┌────────
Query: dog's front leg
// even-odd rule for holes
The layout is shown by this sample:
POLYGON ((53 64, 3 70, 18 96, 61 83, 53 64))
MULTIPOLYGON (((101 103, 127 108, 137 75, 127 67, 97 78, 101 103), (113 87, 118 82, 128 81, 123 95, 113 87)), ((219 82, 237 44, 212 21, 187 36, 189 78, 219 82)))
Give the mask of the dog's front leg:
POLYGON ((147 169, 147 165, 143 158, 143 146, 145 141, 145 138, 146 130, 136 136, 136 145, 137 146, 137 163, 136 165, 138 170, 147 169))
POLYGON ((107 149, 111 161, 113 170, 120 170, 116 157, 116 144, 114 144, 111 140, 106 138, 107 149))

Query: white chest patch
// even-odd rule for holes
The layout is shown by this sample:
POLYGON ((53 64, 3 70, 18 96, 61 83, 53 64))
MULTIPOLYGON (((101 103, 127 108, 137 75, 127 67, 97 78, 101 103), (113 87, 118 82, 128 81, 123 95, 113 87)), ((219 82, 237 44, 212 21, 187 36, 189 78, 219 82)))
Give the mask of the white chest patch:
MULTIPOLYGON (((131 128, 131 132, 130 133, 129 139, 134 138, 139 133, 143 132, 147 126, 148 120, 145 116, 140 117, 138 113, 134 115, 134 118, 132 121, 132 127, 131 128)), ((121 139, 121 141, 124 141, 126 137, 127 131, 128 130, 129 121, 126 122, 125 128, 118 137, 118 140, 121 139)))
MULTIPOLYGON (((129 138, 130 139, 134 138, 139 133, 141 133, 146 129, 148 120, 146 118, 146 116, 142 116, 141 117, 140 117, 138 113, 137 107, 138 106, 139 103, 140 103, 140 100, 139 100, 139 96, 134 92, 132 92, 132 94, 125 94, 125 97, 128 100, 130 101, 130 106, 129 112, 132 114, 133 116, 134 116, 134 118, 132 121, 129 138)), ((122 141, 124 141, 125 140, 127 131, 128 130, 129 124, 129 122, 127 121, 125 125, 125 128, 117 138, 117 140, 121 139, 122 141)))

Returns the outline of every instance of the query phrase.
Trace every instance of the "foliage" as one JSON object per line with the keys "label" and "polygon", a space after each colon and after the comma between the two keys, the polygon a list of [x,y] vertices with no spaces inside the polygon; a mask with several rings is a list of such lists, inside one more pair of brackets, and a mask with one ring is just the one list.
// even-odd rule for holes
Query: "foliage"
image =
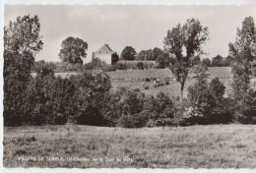
{"label": "foliage", "polygon": [[126,46],[122,50],[121,60],[135,60],[137,52],[132,46]]}
{"label": "foliage", "polygon": [[224,66],[224,60],[221,55],[217,55],[212,60],[212,67],[223,67]]}
{"label": "foliage", "polygon": [[202,60],[201,64],[207,67],[211,67],[212,62],[209,58],[206,58]]}
{"label": "foliage", "polygon": [[80,38],[67,37],[61,43],[59,57],[62,62],[70,64],[83,64],[87,57],[88,43]]}
{"label": "foliage", "polygon": [[219,78],[207,81],[199,78],[194,86],[188,87],[189,108],[185,113],[190,124],[216,124],[232,121],[232,100],[224,98],[224,85]]}
{"label": "foliage", "polygon": [[208,28],[203,28],[198,20],[190,19],[183,26],[178,24],[172,28],[164,37],[164,50],[172,55],[170,70],[181,85],[181,98],[193,58],[203,53],[201,45],[208,39]]}
{"label": "foliage", "polygon": [[242,28],[237,29],[236,41],[229,43],[229,54],[233,57],[233,97],[236,101],[235,117],[237,122],[251,122],[253,106],[250,105],[250,76],[252,75],[252,62],[256,59],[256,32],[252,17],[242,22]]}
{"label": "foliage", "polygon": [[138,68],[139,70],[144,70],[143,62],[137,63],[137,68]]}
{"label": "foliage", "polygon": [[10,22],[8,28],[4,28],[4,48],[10,53],[34,55],[42,49],[42,36],[39,35],[40,24],[35,15],[18,17],[15,22]]}
{"label": "foliage", "polygon": [[18,17],[4,29],[4,124],[22,125],[26,119],[26,88],[31,80],[34,55],[41,50],[37,16]]}

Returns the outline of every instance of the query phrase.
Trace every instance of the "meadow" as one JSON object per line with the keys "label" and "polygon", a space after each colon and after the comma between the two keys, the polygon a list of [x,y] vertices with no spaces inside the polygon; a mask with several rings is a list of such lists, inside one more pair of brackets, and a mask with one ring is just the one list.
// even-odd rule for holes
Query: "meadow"
{"label": "meadow", "polygon": [[256,126],[4,127],[5,167],[256,168]]}
{"label": "meadow", "polygon": [[[111,79],[113,89],[120,86],[127,86],[131,88],[139,88],[146,94],[157,95],[160,91],[163,91],[169,96],[180,95],[180,84],[175,81],[175,78],[169,69],[113,71],[107,72],[107,75]],[[230,84],[232,81],[232,74],[230,67],[210,67],[208,71],[206,71],[206,75],[208,76],[207,81],[209,83],[213,79],[219,77],[220,81],[225,86],[225,97],[231,93]],[[151,81],[147,82],[146,79],[150,79]],[[155,87],[153,79],[160,79],[162,83],[167,80],[169,83],[168,85]],[[188,86],[194,85],[196,82],[196,74],[193,71],[190,71],[185,83],[184,97],[187,96]],[[145,83],[144,86],[142,86],[142,83]],[[145,89],[145,86],[149,86],[149,88]]]}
└────────
- **STATED EXERCISE**: Reproduce the records above, substituting "nonzero winding rule" for every "even-odd rule" and changing nothing else. Leave the pictures out.

- **EXERCISE ANSWER**:
Query: dog's front leg
// nonzero winding rule for holes
The layout is shown by this sample:
POLYGON ((53 64, 3 70, 18 96, 61 83, 53 64))
MULTIPOLYGON (((101 103, 127 108, 137 75, 127 67, 97 78, 101 103), (113 87, 118 82, 128 81, 123 95, 113 87)), ((219 82, 237 44, 212 21, 187 36, 189 78, 219 82)))
Give the mask of the dog's front leg:
POLYGON ((147 169, 147 165, 143 158, 143 146, 145 141, 145 138, 146 130, 136 136, 136 145, 137 146, 137 163, 136 165, 138 170, 147 169))
POLYGON ((107 149, 111 161, 113 170, 120 170, 116 157, 116 144, 114 144, 111 140, 106 138, 107 149))

Query: white chest patch
// nonzero winding rule for holes
The layout is shown by this sample:
POLYGON ((53 64, 3 70, 18 96, 61 83, 53 64))
MULTIPOLYGON (((101 103, 127 108, 137 75, 127 67, 97 78, 101 103), (113 87, 118 82, 128 81, 123 95, 113 87)), ((219 82, 237 44, 212 21, 187 36, 189 78, 219 82)))
Give the mask of the white chest patch:
MULTIPOLYGON (((131 128, 131 132, 130 133, 129 139, 134 138, 139 133, 143 132, 147 126, 148 120, 145 116, 140 117, 138 113, 134 115, 134 118, 132 121, 132 127, 131 128)), ((121 139, 121 141, 124 141, 126 137, 127 131, 128 130, 129 121, 126 122, 125 128, 118 137, 118 140, 121 139)))
MULTIPOLYGON (((129 138, 130 139, 134 138, 139 133, 141 133, 146 129, 148 120, 146 118, 146 116, 142 116, 141 117, 140 117, 138 113, 137 107, 138 106, 139 103, 140 103, 140 100, 139 100, 139 96, 134 92, 132 92, 132 94, 125 94, 125 97, 128 100, 130 101, 130 106, 129 112, 132 114, 133 116, 134 116, 134 118, 132 121, 129 138)), ((122 141, 124 141, 125 140, 127 131, 128 130, 129 124, 129 122, 127 121, 125 125, 125 128, 117 138, 117 140, 121 139, 122 141)))

Returns the outline of every instance of the query phrase.
Trace every instance of the "foliage" as one JSON object per line with the keys "label" and "polygon", a space after each colon and after the comma between the two keys, the polygon a list of [x,y] vertices with no spaces inside the polygon; a mask with several rings is a list of such lists, inside one more pair of brackets, and a mask with one ring is just the one list.
// nonzero winding rule for holes
Query: "foliage"
image =
{"label": "foliage", "polygon": [[126,46],[122,50],[121,60],[135,60],[137,52],[132,46]]}
{"label": "foliage", "polygon": [[224,66],[224,60],[221,55],[217,55],[212,60],[212,67],[223,67]]}
{"label": "foliage", "polygon": [[202,60],[201,64],[207,67],[211,67],[212,62],[209,58],[206,58]]}
{"label": "foliage", "polygon": [[80,38],[67,37],[61,43],[59,57],[62,62],[70,64],[83,64],[87,57],[88,43]]}
{"label": "foliage", "polygon": [[219,78],[207,81],[199,78],[194,86],[188,87],[189,108],[185,113],[190,124],[216,124],[232,121],[232,100],[224,98],[224,85]]}
{"label": "foliage", "polygon": [[208,28],[203,28],[198,20],[190,19],[183,26],[178,24],[172,28],[164,37],[164,50],[172,55],[170,70],[181,85],[181,98],[193,58],[203,53],[201,45],[208,39]]}
{"label": "foliage", "polygon": [[242,28],[237,29],[236,41],[229,43],[229,54],[233,57],[233,97],[236,101],[235,117],[237,122],[251,122],[253,106],[250,105],[250,76],[252,75],[252,62],[256,59],[256,32],[252,17],[242,22]]}
{"label": "foliage", "polygon": [[138,68],[139,70],[144,70],[143,62],[137,63],[137,68]]}
{"label": "foliage", "polygon": [[10,22],[8,28],[4,28],[4,48],[10,53],[34,55],[42,49],[42,36],[39,35],[40,24],[35,15],[18,17],[15,22]]}
{"label": "foliage", "polygon": [[18,17],[4,29],[4,124],[22,125],[26,119],[26,88],[31,80],[34,55],[41,50],[37,16]]}

Returns the outline of every instance of the query phrase.
Trace every instance of the "meadow" as one JSON object per line with the keys "label" and "polygon", a space after each colon and after the comma between the two keys, the polygon a list of [x,y] vertices with no spaces inside the polygon; a mask with several rings is a list of such lists, inside one more pair of brackets, and a mask with one ring is just the one list.
// nonzero winding rule for holes
Query: "meadow"
{"label": "meadow", "polygon": [[256,126],[4,127],[5,167],[256,168]]}
{"label": "meadow", "polygon": [[[111,79],[113,89],[120,86],[127,86],[131,88],[139,88],[146,94],[157,95],[160,91],[163,91],[169,96],[180,95],[180,84],[175,81],[175,78],[169,69],[113,71],[107,72],[107,75]],[[230,84],[232,81],[232,74],[230,67],[210,67],[208,71],[206,71],[206,75],[208,76],[207,81],[209,83],[213,79],[219,77],[220,81],[225,86],[225,97],[231,93]],[[151,81],[147,82],[146,79],[150,79]],[[155,87],[153,79],[160,79],[162,83],[167,80],[169,83],[168,85]],[[188,86],[194,85],[196,82],[196,74],[193,71],[190,71],[185,83],[184,97],[187,96]],[[145,83],[144,86],[142,86],[142,83]],[[145,89],[145,86],[149,86],[149,88]]]}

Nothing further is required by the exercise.